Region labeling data
----

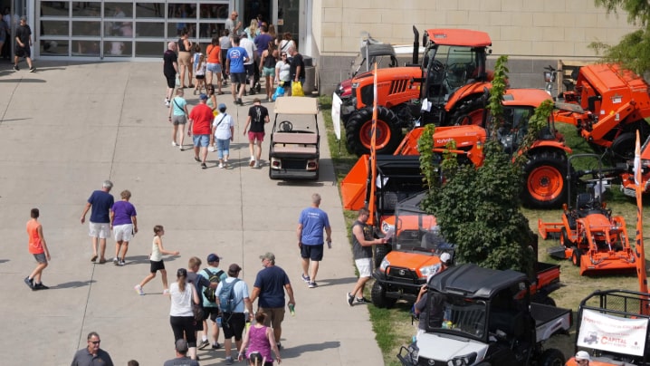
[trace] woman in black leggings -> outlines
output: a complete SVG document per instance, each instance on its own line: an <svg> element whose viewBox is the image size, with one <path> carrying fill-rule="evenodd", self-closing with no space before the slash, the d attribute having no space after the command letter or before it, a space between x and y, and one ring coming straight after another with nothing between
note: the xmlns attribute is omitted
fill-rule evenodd
<svg viewBox="0 0 650 366"><path fill-rule="evenodd" d="M169 286L171 308L169 309L169 323L174 332L174 343L180 339L187 341L187 354L196 360L196 325L192 313L192 302L201 303L196 289L187 284L187 270L179 268L177 281Z"/></svg>

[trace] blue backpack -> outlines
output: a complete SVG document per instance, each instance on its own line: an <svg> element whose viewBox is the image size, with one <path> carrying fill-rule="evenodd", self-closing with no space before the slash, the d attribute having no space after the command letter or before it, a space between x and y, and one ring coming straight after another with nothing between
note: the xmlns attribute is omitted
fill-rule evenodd
<svg viewBox="0 0 650 366"><path fill-rule="evenodd" d="M227 281L223 282L223 287L221 293L219 293L219 308L222 313L233 313L237 307L239 303L242 301L234 301L234 284L238 283L239 278L235 278L234 281L228 283Z"/></svg>

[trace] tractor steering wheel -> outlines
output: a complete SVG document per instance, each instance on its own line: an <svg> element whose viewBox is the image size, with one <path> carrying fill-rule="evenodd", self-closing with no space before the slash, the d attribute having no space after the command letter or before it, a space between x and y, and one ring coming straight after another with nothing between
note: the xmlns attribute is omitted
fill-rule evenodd
<svg viewBox="0 0 650 366"><path fill-rule="evenodd" d="M282 120L278 125L278 130L280 130L282 132L289 132L292 130L293 130L293 125L289 120Z"/></svg>

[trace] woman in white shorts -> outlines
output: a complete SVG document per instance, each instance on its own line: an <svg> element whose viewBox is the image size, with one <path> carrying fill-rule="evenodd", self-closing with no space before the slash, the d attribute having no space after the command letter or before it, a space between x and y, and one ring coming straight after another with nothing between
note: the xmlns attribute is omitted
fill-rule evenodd
<svg viewBox="0 0 650 366"><path fill-rule="evenodd" d="M115 202L110 208L110 227L115 235L115 258L113 258L115 265L124 265L126 264L125 259L129 250L129 242L138 232L136 207L129 202L131 197L131 192L125 189L119 195L122 200ZM121 250L121 255L120 249L123 249Z"/></svg>

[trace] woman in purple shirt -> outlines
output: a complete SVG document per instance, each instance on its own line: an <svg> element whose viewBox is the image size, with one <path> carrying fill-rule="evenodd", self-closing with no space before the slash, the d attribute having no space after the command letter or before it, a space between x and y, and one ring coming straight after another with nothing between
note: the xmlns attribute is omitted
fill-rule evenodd
<svg viewBox="0 0 650 366"><path fill-rule="evenodd" d="M136 219L136 207L129 202L131 197L131 192L123 190L119 194L122 197L121 201L115 202L110 207L110 228L115 235L115 258L113 264L115 265L124 265L129 250L129 242L138 232L138 220ZM122 255L119 255L121 248Z"/></svg>

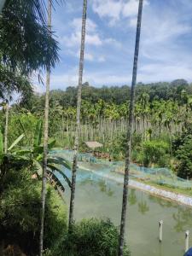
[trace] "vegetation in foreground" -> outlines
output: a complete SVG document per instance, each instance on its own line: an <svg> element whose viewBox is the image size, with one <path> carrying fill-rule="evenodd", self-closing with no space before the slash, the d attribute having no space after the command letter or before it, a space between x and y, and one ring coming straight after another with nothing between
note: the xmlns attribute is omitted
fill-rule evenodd
<svg viewBox="0 0 192 256"><path fill-rule="evenodd" d="M9 169L0 179L0 254L9 255L11 250L15 253L20 250L27 256L37 255L40 228L40 181L34 178L32 170L17 166ZM57 191L48 184L45 255L116 255L119 232L109 220L83 220L75 224L73 232L68 234L67 218L66 204ZM125 255L129 255L126 247Z"/></svg>

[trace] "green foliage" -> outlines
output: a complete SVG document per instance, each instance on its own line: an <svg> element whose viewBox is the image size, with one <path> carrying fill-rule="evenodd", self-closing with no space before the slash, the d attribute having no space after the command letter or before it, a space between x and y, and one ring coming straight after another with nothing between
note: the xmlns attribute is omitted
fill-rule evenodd
<svg viewBox="0 0 192 256"><path fill-rule="evenodd" d="M192 138L185 140L176 152L178 165L177 175L183 178L192 177Z"/></svg>
<svg viewBox="0 0 192 256"><path fill-rule="evenodd" d="M192 177L192 126L188 125L181 135L172 141L173 154L177 160L176 171L183 178Z"/></svg>
<svg viewBox="0 0 192 256"><path fill-rule="evenodd" d="M58 44L44 22L45 10L43 1L6 1L0 17L1 61L14 71L28 74L58 61Z"/></svg>
<svg viewBox="0 0 192 256"><path fill-rule="evenodd" d="M17 243L30 255L38 248L41 183L27 169L9 169L0 179L0 239ZM45 247L52 247L66 227L66 207L48 186L45 205ZM34 253L34 254L33 254Z"/></svg>
<svg viewBox="0 0 192 256"><path fill-rule="evenodd" d="M164 167L169 163L169 145L163 141L147 141L143 143L140 161L145 166L158 166Z"/></svg>
<svg viewBox="0 0 192 256"><path fill-rule="evenodd" d="M52 254L55 256L116 256L119 232L110 220L84 219L75 224ZM125 246L125 256L130 255Z"/></svg>

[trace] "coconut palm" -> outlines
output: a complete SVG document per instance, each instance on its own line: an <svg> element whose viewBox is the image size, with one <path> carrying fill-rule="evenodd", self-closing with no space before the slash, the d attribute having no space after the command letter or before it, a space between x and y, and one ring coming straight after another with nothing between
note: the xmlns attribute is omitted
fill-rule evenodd
<svg viewBox="0 0 192 256"><path fill-rule="evenodd" d="M4 151L7 153L8 149L8 125L9 125L9 103L12 100L11 94L13 92L20 93L21 101L27 95L32 94L32 84L26 77L21 76L18 73L13 73L6 67L0 64L0 77L1 88L0 98L3 100L1 104L5 110L5 126L4 126Z"/></svg>
<svg viewBox="0 0 192 256"><path fill-rule="evenodd" d="M119 256L123 256L123 249L124 249L124 237L125 237L125 217L126 217L127 199L128 199L128 183L129 183L129 172L130 172L130 161L131 161L131 132L132 132L134 102L135 102L135 87L137 83L143 3L143 0L139 0L135 55L134 55L133 72L132 72L131 93L130 111L129 111L129 124L127 128L127 148L126 148L126 155L125 155L125 177L124 177L120 235L119 235L119 252L118 252Z"/></svg>
<svg viewBox="0 0 192 256"><path fill-rule="evenodd" d="M51 1L48 1L48 27L51 32ZM50 71L47 68L46 75L46 93L44 107L44 158L43 158L43 177L42 177L42 195L41 195L41 227L39 237L39 256L44 253L44 207L46 197L46 175L47 175L47 158L48 158L48 139L49 139L49 84Z"/></svg>
<svg viewBox="0 0 192 256"><path fill-rule="evenodd" d="M49 32L46 13L44 0L5 1L0 15L0 60L9 68L28 74L55 66L58 43Z"/></svg>
<svg viewBox="0 0 192 256"><path fill-rule="evenodd" d="M69 208L69 231L71 231L73 228L73 213L74 213L74 197L75 197L76 172L77 172L77 164L78 164L78 149L79 149L79 133L80 133L81 90L82 90L82 79L83 79L83 71L84 71L84 41L85 41L85 32L86 32L86 13L87 13L87 0L84 0L80 61L79 61L79 71L76 134L75 134L75 143L74 143L74 156L73 156L73 163L72 189L71 189L71 199L70 199L70 208Z"/></svg>

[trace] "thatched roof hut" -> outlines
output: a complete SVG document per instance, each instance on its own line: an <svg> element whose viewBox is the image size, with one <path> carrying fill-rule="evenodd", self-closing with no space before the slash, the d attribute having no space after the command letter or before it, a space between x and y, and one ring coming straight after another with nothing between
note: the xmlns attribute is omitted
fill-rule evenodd
<svg viewBox="0 0 192 256"><path fill-rule="evenodd" d="M84 142L86 146L92 150L95 150L96 148L102 148L103 145L97 142Z"/></svg>

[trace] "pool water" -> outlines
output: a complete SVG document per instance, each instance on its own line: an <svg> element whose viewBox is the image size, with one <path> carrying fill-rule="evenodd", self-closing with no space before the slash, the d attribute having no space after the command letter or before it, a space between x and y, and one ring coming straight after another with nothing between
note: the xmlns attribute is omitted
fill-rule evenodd
<svg viewBox="0 0 192 256"><path fill-rule="evenodd" d="M65 171L67 172L67 171ZM70 176L70 172L68 172ZM109 218L119 225L123 177L108 178L103 172L79 170L75 196L75 218ZM66 185L66 201L70 190ZM163 241L159 242L159 221L163 220ZM137 189L129 189L125 241L131 256L182 256L184 236L189 230L192 247L192 209L152 196Z"/></svg>

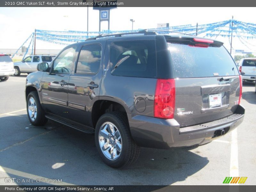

----

- _Task goal_
Repeat verbatim the part of the data that opens with the line containing "[trace] blue backpack -> outlines" and closes with the line containing "281L223 282L223 287L221", including both of those lines.

- _Task solution_
[trace] blue backpack -> outlines
output: a complete SVG document per instance, each instance on its own line: an <svg> element whose viewBox is the image size, with one <path> carrying fill-rule="evenodd", self-closing with no space before the slash, the d attribute having no space after the command letter or before it, a space between x and y, and one ring coming straight after another with nothing between
note: the xmlns attribute is omitted
fill-rule evenodd
<svg viewBox="0 0 650 366"><path fill-rule="evenodd" d="M227 281L223 282L223 287L221 293L219 293L219 308L222 313L233 313L237 307L239 303L242 301L234 301L234 284L238 283L239 278L235 278L234 281L228 283Z"/></svg>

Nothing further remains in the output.